◆ WRITTEN EXERCISE 1: Please rewrite the paragraph of the forum thread below that begins "I need a way to detect the signature line" as a short bulleted list that keeps its main facts.
◆ WRITTEN EXERCISE 2:
Answer these questions from the forum thread below, one line each:
(a) Which library did the first approach use to read the document?
(b) Which iText7 class does the answer say to implement?
(c) Which approach to language detection does the answer call simple but sufficient?

## Begin TEXT EXTRACT

1

Last week I was asked to build an application for a blind man to programmatically fill out a PDF document. The problem he is having is that if the fields in the document aren't labeled correctly then he is not able to put his signature and other information into the document in the correct place.

My first approach was to attempt to read the document using iTextSharp and then insert his signature into the field which was most likely to be the signature box:

public string[] MassFieldEdit(IDictionary<string, string> userData, string originalDocument, string edittedDocument, bool flatten)
        {
            PdfReader reader = new PdfReader(originalDocument);
            reader.SelectPages("1-" + reader.NumberOfPages.ToString());
            using (PdfStamper stamper = new PdfStamper(reader, new FileStream(edittedDocument, FileMode.Create)))
            {
                AcroFields form = stamper.AcroFields;
                ICollection<string> fieldKeys = form.Fields.Keys;
                List<string> leftover = new List<string>(fieldKeys);
                foreach (string fieldKey in fieldKeys)
                {
                    foreach (KeyValuePair<string, string> s in user)
                    {
                        //Replace Form field with my custom data
                        if (fieldKey.ToLower().Contains(s.Key.ToLower()))
                        {
                            form.SetField(fieldKey, s.Value);
                            leftover.Remove(fieldKey);
                        }
                    }
                }
                //The below will make sure the fields are not editable in
                //the output PDF.
                stamper.FormFlattening = flatten;
                return leftover.ToArray();
            }
        }

This works by taking a dictionary set, the key being a word or phrase, checking that against the PDF fields and then inserting the value into the fields if the field matches the word or phrase in the key.

The signature box before my program edits it.

The signature box after.

But the problem I have now is that if no field exists then although it may have "sign here" right next to the dotted line, there is no way to insert text onto the dotted line without knowing exactly where the dotted line is, nor can my user select the dotted line because that defeats the point of the program.

I have looked at a number of previous questions and answers, including:

I need a way to detect the signature line and then insert his name onto the signature line with more certainty than taking pot shots at field names. Both in situations where a correctly labeled field exists and also in situations where the signature line may be no more than a line of text which says "sign here".

TylerH
  • 20,799
  • 66
  • 75
  • 101
Kris
  • 36
  • 1
  • 8
  • 2
    You are lucky if you get any actual fields and not just a scanned image. But what is the source of the forms? File an ADA complaint and get the forms fixed. – Garr Godfrey Aug 07 '17 at 01:53
  • Some of the examples he has sent me include the TWC Substitute W-9 and Direct Deposit Form and other official documents, I'm looking for a programmatic solution that will work for any type of PDF that contains a signature line though. I have considered an optical character recognition approach but I'd like to know if there is a solution already available before I go down that route. – Kris Aug 07 '17 at 02:01

1 Answers1

1

The robust solution (aka "hard work solution")

  1. Implement IEventListener (iText7 class)
  2. Use IEventListener to get notified of text rendering instructions, and line drawing operations
  3. Rendering instructions do not always appear in logical (reading) order. Fix that by implementing a comparator for these objects
  4. Sort according to comparator
  5. Use language detection to determine the language (n-gram approach is simple, but should suffice)
  6. Dictionary attack. Look for all occurences of words that signify "sign here" in whatever language the document is written in (hence step 5)
  7. In case of multiple candidates, or no candidates, use line rendering instructions to look for likely candidate of the infamous "dotted line"

This approach is not easy, but there is a lot of research into recognition of structural elements in pdf files. In particular, if you run a google scholar search, you'll find loads of helpful article where people have tried detecting tables, lists, paragraphs, etc.

Joris Schellekens
  • 8,483
  • 2
  • 23
  • 54

## End TEXT EXTRACT
## Begin GIVEN RECORDS

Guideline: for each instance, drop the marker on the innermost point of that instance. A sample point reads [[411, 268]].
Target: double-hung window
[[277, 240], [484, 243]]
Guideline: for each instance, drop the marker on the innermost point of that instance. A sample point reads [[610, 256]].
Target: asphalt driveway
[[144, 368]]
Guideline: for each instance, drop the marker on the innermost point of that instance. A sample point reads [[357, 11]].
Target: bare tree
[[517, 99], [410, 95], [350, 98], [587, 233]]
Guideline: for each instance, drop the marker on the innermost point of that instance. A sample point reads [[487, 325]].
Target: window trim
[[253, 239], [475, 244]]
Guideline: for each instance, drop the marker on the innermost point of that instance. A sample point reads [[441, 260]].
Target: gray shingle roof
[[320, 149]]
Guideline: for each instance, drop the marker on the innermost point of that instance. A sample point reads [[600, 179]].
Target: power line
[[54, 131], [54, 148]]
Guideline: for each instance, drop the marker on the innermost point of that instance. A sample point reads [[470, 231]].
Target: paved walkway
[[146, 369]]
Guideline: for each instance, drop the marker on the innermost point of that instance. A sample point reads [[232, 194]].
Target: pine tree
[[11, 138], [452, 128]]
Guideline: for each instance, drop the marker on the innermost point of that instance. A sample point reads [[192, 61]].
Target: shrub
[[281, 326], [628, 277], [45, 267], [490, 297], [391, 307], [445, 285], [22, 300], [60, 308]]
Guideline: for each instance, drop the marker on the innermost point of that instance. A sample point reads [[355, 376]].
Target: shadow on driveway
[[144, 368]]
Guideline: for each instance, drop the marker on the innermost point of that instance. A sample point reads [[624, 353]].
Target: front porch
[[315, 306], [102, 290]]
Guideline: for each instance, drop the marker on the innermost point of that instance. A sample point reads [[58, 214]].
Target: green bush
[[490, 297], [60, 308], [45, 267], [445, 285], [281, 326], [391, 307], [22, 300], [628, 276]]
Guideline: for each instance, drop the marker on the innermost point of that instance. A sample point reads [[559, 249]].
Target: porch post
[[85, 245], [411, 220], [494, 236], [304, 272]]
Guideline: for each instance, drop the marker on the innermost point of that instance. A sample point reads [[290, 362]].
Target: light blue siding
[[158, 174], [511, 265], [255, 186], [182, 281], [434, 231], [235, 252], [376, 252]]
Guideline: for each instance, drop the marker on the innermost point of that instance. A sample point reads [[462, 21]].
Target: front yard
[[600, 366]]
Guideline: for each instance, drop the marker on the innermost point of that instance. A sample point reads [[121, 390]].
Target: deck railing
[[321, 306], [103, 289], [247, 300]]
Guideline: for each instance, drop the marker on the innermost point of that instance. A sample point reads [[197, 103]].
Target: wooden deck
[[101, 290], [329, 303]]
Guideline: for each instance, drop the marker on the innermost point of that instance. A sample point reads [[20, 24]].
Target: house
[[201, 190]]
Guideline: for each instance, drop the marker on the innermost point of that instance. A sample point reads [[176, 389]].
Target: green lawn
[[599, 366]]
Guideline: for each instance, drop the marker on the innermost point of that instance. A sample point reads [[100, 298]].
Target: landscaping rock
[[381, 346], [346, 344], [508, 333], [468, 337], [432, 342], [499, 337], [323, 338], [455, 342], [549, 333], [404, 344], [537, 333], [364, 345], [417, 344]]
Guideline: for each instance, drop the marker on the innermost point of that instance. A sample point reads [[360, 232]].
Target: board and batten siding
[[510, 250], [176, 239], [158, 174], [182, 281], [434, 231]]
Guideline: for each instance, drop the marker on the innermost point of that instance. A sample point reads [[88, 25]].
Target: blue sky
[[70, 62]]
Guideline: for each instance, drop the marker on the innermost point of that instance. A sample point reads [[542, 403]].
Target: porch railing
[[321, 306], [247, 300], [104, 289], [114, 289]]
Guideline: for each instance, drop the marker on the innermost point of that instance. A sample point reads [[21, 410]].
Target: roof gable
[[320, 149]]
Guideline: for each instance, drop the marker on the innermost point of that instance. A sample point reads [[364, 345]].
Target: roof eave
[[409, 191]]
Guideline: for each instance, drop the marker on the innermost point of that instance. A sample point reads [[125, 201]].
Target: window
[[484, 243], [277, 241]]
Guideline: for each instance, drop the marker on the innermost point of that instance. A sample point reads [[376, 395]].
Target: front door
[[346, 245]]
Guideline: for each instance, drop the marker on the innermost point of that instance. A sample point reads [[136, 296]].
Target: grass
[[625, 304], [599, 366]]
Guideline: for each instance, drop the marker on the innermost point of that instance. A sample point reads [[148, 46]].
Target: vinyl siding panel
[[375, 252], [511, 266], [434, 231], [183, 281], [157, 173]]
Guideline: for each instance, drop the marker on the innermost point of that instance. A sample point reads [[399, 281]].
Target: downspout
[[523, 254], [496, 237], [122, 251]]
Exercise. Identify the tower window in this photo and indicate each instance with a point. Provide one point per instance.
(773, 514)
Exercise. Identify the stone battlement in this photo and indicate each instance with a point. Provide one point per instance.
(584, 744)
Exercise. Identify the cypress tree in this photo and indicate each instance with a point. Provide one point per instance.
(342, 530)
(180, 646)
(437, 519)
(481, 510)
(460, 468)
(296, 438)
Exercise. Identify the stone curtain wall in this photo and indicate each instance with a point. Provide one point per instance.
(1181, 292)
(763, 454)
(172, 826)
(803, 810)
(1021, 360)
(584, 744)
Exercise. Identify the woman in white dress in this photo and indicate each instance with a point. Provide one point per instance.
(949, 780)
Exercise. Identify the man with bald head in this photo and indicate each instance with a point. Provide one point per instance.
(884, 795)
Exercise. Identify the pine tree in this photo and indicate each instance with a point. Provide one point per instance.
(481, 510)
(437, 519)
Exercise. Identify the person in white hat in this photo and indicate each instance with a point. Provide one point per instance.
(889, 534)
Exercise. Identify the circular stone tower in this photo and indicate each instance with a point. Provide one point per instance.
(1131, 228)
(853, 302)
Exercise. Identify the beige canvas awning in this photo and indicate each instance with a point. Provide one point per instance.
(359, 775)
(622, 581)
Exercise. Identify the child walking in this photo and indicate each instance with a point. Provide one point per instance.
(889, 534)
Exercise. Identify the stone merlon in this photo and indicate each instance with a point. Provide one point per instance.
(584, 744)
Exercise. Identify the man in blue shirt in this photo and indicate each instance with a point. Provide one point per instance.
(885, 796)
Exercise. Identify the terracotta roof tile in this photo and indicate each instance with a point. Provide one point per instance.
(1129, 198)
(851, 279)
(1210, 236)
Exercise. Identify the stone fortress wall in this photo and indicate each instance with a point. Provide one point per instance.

## End GIVEN RECORDS

◆ FULL OUTPUT 1:
- The goal is to detect the signature line and insert the user's name onto it.
- This should be more certain than guessing at field names.
- It must work when a correctly labeled field exists.
- It must also work when the signature line is only a line of text saying "sign here".

◆ FULL OUTPUT 2:
(a) iTextSharp
(b) IEventListener
(c) An n-gram approach